- SOURCE PASSAGE -
- - - -

We piled into a long, rented passenger van. Two of the juniors, Dan and Mike, had already claimed “driver” and “co” and instituted the rule that driver chooses music, setting us up for sixteen solid hours of Phish.
I crunched in next to a wiry kid with a mess of black hair.
“Benjamin.” He grinned, showing off a shiny retainer. “Freshman.”
I was a college sophomore headed out on a road trip from Boston to Savannah with a dozen kids I didn’t know. It was a Habitat for Humanity volunteer trip—not exactly MTV Spring Break. But, for me, that wasn’t really the noteworthy part.
I don’t need an introvert/extrovert quiz to know where I fall on the spectrum of personality types. I’ve always been a person who lingers most comfortably near the edges of things, enjoying the view from a distance. Even at nineteen years old, my ideal break would have looked more like a low-key trip with a good friend, or week at home in Buffalo with the people who knew me best.
But some small part of me had pushed to try it for once: fall fully and inescapably into the center of something unfamiliar, with a whole group of people I didn’t know pressed in close. And I’m being literal here, because, as I settled into my seat, Benjamin the freshman was making the case that he should be allowed to sleep on me.
“I know we just met,” he said. “But you’re going to know me really well by the end of the week. It’s a long drive. And if I can’t lean on you, I’ll never get any sleep.”

- - - -

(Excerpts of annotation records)

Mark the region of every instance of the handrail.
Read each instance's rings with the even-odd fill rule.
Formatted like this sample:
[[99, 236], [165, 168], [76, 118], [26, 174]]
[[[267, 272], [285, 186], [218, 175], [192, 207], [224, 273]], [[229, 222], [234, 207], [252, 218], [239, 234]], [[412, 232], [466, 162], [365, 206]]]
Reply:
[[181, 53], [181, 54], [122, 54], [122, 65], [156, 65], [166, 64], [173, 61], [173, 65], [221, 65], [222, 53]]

- - - -

- WRITTEN EXERCISE -
In the passage about the volunteer van trip, which cities did the road trip run between?

- EXERCISE ANSWER -
Boston and Savannah.